● **The exercise**: Extract and copy out each line in the rows below that contains the string "post".
══ Records for processing
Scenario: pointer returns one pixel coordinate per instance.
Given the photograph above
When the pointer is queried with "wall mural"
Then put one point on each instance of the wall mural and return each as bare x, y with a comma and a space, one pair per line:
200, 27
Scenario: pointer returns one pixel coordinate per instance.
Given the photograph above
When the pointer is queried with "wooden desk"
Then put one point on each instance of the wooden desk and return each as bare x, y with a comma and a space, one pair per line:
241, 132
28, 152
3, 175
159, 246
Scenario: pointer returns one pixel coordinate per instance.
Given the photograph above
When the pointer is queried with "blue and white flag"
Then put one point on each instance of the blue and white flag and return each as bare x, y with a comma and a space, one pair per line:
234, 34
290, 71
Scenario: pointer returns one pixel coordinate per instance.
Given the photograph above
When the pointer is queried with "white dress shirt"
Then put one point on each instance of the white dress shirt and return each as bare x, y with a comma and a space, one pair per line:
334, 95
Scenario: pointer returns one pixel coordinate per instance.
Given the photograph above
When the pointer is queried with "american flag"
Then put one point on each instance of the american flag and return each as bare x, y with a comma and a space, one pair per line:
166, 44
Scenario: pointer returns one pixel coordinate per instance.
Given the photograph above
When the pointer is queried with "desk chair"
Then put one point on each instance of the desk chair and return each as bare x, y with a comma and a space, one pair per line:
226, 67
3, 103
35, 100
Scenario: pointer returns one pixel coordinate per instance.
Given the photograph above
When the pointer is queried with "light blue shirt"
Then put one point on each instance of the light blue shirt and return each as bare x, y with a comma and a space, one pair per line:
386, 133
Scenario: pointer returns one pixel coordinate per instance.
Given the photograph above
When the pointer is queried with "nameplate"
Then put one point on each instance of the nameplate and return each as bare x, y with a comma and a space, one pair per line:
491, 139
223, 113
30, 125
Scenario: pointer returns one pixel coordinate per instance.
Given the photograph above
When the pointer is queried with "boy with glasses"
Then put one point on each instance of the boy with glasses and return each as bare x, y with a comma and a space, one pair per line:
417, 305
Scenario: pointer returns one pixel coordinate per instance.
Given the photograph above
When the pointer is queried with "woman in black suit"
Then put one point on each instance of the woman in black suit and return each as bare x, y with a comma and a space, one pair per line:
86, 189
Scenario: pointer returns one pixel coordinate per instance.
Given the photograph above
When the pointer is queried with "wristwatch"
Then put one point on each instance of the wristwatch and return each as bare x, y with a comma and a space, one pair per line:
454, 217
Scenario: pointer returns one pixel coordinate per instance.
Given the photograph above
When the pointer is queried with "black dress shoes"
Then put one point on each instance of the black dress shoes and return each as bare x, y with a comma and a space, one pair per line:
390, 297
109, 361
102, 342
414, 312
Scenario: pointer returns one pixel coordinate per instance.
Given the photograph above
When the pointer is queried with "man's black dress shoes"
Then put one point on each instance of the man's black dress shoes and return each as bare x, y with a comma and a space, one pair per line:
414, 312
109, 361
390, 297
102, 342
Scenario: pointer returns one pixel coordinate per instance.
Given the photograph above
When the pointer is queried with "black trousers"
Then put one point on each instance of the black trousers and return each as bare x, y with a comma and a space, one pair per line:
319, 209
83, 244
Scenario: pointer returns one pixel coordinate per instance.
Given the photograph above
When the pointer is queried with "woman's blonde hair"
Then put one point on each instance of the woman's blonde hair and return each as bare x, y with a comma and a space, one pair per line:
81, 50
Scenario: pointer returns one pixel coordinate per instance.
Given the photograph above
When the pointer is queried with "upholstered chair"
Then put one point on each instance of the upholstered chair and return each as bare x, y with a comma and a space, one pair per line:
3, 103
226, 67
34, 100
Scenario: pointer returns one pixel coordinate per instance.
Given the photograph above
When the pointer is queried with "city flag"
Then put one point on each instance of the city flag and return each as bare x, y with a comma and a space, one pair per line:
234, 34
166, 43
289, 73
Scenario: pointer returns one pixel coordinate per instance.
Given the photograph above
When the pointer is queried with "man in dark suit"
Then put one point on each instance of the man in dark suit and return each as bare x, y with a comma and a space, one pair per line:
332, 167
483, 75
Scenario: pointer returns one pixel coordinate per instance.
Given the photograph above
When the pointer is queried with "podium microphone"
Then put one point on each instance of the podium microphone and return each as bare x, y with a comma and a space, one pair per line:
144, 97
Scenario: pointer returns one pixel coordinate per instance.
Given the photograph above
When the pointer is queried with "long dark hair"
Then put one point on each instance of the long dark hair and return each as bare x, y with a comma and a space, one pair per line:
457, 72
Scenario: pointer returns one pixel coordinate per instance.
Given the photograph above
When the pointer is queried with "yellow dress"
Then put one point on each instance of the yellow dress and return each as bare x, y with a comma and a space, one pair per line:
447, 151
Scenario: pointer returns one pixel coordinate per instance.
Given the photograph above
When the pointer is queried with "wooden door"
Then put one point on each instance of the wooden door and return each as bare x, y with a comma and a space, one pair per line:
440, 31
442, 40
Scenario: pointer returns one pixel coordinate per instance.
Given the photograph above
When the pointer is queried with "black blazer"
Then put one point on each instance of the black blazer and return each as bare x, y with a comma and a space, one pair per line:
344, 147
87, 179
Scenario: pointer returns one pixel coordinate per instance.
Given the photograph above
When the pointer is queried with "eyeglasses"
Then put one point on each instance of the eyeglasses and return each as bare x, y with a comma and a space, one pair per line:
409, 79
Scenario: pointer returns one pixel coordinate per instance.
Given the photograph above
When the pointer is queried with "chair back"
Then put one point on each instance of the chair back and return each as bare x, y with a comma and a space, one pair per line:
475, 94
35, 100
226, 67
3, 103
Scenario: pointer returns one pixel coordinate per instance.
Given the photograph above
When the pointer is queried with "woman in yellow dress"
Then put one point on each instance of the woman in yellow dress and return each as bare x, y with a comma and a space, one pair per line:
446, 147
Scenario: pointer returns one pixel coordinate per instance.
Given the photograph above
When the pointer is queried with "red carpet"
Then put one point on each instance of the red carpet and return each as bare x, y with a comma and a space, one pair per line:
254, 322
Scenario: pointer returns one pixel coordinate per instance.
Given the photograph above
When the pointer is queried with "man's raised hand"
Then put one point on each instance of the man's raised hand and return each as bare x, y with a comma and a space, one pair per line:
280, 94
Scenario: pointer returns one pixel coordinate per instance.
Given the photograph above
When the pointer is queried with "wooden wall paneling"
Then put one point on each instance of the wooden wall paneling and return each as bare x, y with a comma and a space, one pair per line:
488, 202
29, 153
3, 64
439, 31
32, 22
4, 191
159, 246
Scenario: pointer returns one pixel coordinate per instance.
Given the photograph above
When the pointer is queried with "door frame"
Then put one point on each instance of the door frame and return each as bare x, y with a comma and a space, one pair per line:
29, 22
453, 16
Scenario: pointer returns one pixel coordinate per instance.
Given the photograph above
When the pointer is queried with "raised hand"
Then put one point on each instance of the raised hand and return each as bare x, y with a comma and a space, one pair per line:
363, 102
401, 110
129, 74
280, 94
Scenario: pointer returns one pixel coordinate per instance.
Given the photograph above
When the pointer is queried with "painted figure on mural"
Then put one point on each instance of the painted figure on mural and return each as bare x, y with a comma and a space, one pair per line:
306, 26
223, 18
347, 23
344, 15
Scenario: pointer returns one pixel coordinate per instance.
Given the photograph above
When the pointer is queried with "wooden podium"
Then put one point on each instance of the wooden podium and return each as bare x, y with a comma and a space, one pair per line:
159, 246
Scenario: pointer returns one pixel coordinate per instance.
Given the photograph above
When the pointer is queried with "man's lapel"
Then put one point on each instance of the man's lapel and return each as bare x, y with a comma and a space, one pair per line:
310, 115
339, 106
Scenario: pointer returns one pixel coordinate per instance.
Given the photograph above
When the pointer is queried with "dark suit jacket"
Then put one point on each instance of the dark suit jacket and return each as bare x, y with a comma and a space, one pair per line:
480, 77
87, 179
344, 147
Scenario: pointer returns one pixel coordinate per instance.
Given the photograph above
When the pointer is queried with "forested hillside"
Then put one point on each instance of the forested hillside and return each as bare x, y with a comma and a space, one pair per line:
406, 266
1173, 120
════
══ Records for processing
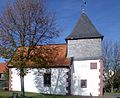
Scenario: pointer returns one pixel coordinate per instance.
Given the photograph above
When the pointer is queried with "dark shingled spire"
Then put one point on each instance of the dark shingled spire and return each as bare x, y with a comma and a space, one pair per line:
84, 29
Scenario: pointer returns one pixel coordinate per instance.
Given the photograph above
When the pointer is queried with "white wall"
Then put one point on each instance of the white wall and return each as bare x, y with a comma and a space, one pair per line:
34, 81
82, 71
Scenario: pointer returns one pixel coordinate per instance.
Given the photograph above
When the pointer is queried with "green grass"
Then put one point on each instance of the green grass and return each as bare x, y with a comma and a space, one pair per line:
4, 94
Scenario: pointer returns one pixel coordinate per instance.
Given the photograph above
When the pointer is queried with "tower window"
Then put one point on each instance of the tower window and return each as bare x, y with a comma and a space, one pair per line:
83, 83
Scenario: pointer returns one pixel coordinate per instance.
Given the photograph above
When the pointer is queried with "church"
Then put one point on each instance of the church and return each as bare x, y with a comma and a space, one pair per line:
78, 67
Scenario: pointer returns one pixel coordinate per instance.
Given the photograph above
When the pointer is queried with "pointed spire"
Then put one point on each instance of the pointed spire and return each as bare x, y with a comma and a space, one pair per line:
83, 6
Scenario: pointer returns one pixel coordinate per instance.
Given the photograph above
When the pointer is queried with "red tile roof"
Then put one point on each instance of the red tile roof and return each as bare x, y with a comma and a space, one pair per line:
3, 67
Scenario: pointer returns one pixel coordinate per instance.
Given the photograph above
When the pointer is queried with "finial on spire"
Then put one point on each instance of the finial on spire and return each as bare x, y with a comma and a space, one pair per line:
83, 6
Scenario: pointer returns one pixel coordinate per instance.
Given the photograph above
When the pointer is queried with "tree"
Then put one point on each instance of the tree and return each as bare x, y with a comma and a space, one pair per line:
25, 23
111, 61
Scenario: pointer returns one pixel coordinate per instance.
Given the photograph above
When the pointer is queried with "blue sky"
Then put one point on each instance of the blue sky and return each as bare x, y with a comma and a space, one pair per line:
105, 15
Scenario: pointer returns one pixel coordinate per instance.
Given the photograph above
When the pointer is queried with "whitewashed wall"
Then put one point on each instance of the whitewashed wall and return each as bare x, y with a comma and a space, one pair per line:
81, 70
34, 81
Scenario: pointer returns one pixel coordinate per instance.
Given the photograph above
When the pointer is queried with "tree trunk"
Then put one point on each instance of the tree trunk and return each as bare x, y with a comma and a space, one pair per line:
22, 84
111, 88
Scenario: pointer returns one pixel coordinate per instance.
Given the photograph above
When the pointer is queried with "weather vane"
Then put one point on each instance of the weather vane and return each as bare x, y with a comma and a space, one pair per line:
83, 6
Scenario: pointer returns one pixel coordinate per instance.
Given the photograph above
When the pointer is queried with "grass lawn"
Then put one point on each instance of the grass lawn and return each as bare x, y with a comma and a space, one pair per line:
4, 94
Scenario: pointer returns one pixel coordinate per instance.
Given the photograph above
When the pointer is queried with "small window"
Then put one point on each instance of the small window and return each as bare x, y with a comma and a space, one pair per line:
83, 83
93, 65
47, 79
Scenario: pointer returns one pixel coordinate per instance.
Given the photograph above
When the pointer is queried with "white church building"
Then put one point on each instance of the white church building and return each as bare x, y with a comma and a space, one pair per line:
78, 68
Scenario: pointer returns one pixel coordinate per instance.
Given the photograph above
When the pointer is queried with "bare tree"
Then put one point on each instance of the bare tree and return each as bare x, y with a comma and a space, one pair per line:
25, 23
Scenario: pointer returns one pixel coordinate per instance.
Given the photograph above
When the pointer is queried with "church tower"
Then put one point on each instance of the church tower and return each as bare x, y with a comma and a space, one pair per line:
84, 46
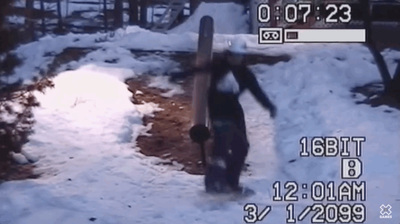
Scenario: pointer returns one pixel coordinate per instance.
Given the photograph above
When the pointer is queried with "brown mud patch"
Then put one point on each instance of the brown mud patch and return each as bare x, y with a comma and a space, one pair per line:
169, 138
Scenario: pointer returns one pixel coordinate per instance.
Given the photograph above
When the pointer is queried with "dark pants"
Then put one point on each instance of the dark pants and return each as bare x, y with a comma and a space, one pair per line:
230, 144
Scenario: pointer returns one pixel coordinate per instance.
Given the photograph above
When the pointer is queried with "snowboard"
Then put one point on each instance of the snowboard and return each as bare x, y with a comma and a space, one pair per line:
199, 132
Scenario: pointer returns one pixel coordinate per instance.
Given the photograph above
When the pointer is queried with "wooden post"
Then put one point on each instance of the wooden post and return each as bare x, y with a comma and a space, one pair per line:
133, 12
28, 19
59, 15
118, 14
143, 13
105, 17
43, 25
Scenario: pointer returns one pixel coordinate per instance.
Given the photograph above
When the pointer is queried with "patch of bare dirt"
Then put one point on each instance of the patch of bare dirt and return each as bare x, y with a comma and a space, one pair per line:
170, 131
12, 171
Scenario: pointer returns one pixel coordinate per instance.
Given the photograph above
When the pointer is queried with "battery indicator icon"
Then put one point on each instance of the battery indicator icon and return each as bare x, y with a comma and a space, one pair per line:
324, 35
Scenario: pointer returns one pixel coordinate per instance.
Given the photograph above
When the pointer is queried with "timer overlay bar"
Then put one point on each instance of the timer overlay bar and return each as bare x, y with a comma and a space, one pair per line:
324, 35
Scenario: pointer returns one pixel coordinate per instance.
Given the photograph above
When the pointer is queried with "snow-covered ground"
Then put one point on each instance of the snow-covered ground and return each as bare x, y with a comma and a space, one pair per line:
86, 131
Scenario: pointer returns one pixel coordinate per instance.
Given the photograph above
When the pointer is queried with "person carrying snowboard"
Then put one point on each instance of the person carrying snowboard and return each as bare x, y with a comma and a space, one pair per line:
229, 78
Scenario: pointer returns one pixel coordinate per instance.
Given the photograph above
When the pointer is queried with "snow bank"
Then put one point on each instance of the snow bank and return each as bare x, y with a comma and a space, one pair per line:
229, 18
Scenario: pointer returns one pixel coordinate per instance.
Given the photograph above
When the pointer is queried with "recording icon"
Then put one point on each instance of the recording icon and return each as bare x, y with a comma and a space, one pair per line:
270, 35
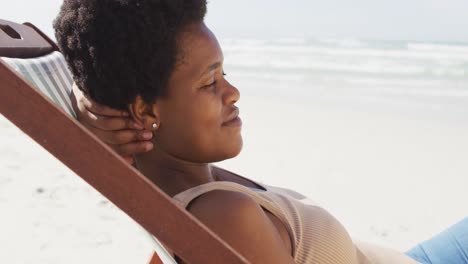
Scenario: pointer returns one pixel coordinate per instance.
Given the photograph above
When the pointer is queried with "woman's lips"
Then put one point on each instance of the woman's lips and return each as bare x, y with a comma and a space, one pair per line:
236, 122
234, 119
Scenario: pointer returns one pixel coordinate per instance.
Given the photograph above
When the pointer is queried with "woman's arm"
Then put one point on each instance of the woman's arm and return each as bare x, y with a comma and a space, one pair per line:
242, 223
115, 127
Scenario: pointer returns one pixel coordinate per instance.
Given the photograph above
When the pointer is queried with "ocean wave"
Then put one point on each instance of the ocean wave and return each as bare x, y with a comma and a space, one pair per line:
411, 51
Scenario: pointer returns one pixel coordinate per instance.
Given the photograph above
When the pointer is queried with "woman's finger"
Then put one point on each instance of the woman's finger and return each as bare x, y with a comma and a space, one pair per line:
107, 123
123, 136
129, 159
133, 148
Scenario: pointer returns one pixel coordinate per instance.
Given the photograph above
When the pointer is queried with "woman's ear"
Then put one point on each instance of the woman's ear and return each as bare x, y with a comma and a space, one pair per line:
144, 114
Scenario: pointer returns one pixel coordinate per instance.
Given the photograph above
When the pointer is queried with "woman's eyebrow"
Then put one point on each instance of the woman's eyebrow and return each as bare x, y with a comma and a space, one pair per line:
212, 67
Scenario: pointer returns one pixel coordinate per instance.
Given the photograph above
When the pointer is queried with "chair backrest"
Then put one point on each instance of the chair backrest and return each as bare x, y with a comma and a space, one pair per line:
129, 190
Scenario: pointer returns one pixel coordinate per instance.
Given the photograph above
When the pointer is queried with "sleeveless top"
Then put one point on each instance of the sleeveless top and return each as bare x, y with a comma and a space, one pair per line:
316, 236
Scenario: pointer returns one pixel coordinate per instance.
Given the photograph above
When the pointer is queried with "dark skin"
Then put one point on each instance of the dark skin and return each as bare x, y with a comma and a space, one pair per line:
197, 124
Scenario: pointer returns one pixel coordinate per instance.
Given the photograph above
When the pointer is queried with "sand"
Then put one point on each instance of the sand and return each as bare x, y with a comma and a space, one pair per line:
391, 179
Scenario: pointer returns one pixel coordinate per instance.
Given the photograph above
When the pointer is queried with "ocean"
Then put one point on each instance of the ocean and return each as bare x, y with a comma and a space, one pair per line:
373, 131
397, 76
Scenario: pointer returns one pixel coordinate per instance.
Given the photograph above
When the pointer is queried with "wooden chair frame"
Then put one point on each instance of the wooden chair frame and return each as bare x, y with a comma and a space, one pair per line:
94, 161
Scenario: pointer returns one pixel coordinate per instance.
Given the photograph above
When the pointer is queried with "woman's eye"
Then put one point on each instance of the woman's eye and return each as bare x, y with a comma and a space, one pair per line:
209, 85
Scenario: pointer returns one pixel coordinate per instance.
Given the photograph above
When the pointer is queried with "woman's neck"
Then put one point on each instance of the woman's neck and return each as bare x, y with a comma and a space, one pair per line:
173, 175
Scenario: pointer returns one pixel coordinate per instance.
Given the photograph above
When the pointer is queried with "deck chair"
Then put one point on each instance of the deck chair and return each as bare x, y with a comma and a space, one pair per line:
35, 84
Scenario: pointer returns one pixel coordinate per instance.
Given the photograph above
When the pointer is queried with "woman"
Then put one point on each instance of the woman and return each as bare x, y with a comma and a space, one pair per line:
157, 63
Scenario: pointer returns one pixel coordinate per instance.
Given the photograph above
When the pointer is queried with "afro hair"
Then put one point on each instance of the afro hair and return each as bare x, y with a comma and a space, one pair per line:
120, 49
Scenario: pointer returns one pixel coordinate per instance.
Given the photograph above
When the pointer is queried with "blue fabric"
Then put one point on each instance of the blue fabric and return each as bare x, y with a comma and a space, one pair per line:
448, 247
════
══ Records for processing
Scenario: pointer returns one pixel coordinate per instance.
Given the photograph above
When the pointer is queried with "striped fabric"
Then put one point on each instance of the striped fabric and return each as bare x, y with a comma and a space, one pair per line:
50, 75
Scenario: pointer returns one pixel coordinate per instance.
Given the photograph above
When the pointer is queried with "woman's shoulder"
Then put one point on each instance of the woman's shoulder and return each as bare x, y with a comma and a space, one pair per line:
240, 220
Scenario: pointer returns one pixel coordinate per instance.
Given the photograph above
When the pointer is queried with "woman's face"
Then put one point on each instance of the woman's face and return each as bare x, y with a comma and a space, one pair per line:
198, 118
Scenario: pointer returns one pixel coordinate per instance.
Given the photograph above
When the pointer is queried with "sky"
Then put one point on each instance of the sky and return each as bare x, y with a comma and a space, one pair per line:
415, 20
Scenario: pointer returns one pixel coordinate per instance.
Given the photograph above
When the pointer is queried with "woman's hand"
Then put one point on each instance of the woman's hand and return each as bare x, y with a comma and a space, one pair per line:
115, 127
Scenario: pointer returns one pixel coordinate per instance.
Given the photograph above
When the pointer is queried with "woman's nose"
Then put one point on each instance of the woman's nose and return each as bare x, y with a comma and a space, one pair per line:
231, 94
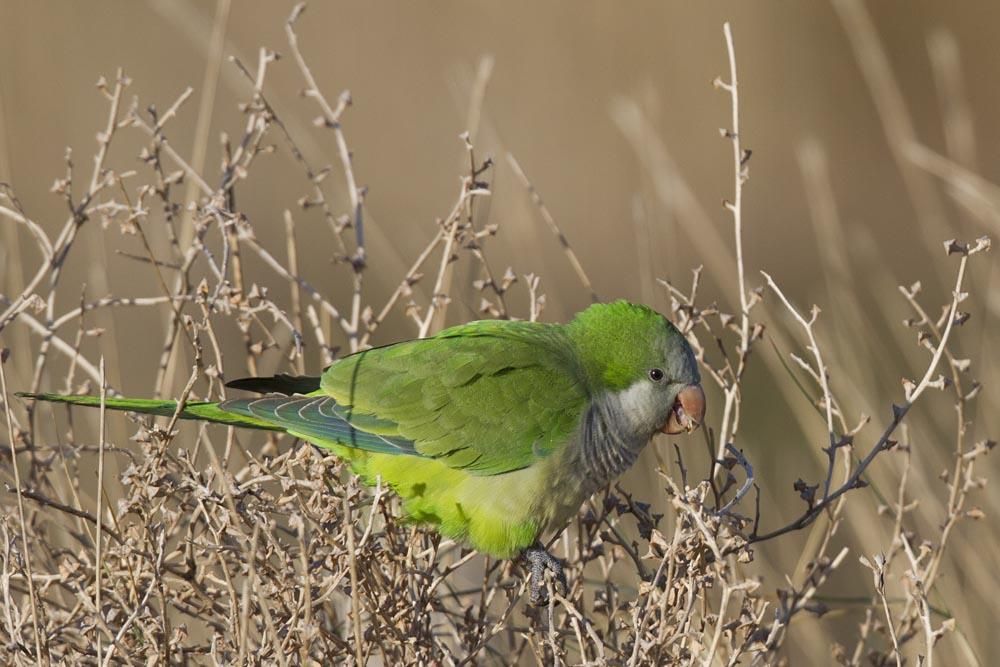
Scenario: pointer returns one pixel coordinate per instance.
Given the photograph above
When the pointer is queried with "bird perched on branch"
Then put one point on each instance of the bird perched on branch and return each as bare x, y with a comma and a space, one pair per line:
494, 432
════
● **Solution to this exercise**:
When the pointer is queried with "wooden post"
Then put one point on each instance of the wooden post and return each as bare x, y with a comma and a space, one pair per line:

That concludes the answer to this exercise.